§ Given instruction 1:
According to the first post in the kitten thread, how old is the kitten?
§ Given instruction 2:
Transcribe the passage of the kitten thread from "The kitten is" to "times with her...".
* BEGIN Text *
# Hopping Sideways?



## Odyssey (Jul 24, 2007)

I'm fostering a kitten (maybe even adopting) and I am brand spanking new to the whole deal of pets outside of cages, so I have never owned a cat...

The kitten is about 7 weeks old and very energetic. She's a bit mouthy and seems to gather that I make a great toy. Is there a way to discourage this? Also when she's being a spaz cat, sometimes she'll arch her back, flare her tail and hop with all four feet sideways. It's kind of funny, but I don't know if she is being playful or aggressive or what. Anybody know what this means?


----------



## Janice (Jan 12, 2007)

Totally playful... she's learning how to posturate and they do that in a playful manner. You will notice these "spaz" times will become more frequent as they get a little older... and possibly a little rougher too, but not too worry, it's perfectly normal!! Try to supply her with lots of toys, play structures and provide good play times with her... 

So sit back and enjoy the "kitten ride"...


----------



## KillerBlackCat06 (Sep 25, 2004)

My kitty used to do it. Laugh, because eventually they stop doing it.

I don't really know why they do it, but I guess they're just so jazzed they can't really contain themselves. Seriously, just laugh.

Unless she's backing that up with aggressive behaviour and yowling, I doubt it's anything more than kitten antics.


----------



## gunterkat (Aug 19, 2006)

She's being playful. The sideways hopping is so cute! It's like a kitten playfully saying,"C'mon, you want some o' dis??". :lol: I don't think it's a good idea to discourage her being clingy and playful with you at this young age. You'll end up having to deal with other behavior issues later on.
Play with her and give her lots of attention. You'll be rewarded tenfold.
* END Text *
* BEGIN Information given *
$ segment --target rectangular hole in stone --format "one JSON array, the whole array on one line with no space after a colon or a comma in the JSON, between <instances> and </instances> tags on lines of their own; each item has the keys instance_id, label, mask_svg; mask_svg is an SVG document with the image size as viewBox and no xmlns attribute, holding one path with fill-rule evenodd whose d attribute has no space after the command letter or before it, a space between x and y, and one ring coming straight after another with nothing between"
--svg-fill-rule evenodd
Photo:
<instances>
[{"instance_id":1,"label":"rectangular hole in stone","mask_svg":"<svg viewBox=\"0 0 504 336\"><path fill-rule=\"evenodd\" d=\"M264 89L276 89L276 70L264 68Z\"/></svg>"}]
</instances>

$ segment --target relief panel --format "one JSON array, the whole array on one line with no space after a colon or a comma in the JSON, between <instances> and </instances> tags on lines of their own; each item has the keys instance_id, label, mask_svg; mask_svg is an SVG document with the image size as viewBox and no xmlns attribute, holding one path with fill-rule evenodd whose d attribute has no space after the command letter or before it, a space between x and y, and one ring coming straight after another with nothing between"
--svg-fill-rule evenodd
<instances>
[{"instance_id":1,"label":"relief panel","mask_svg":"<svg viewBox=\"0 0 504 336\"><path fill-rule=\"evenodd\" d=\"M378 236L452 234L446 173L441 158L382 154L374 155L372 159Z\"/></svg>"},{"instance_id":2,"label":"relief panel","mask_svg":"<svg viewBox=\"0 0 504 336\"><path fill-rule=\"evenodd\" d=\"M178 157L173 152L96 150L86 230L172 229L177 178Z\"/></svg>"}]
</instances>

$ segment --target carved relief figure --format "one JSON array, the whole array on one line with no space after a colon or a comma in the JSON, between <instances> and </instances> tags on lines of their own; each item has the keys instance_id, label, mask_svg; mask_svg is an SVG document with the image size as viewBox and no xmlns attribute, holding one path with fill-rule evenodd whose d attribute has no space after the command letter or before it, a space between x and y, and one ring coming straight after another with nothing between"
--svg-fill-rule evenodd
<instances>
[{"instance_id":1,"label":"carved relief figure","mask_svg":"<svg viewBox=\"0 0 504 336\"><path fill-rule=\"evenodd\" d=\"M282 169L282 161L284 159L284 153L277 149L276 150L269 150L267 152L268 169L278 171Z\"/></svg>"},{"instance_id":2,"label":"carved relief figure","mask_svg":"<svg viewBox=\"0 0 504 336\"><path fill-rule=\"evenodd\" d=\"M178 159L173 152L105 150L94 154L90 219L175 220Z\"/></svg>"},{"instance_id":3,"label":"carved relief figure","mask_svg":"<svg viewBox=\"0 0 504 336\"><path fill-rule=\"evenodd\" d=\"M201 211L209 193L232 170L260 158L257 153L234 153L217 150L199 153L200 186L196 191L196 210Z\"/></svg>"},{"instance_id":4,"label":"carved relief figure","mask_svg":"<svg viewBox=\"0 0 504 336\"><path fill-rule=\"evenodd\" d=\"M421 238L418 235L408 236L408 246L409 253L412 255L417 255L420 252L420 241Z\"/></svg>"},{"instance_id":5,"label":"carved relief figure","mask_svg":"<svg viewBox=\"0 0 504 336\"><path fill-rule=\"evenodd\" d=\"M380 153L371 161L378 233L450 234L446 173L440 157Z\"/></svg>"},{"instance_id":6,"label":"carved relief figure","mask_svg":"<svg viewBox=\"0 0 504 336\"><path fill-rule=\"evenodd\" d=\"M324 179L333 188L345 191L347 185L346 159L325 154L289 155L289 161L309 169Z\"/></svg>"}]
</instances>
* END Information given *
§ Exercise result 1:
About 7 weeks old.

§ Exercise result 2:
The kitten is about 7 weeks old and very energetic. She's a bit mouthy and seems to gather that I make a great toy. Is there a way to discourage this? Also when she's being a spaz cat, sometimes she'll arch her back, flare her tail and hop with all four feet sideways. It's kind of funny, but I don't know if she is being playful or aggressive or what. Anybody know what this means?


----------



## Janice (Jan 12, 2007)

Totally playful... she's learning how to posturate and they do that in a playful manner. You will notice these "spaz" times will become more frequent as they get a little older... and possibly a little rougher too, but not too worry, it's perfectly normal!! Try to supply her with lots of toys, play structures and provide good play times with her...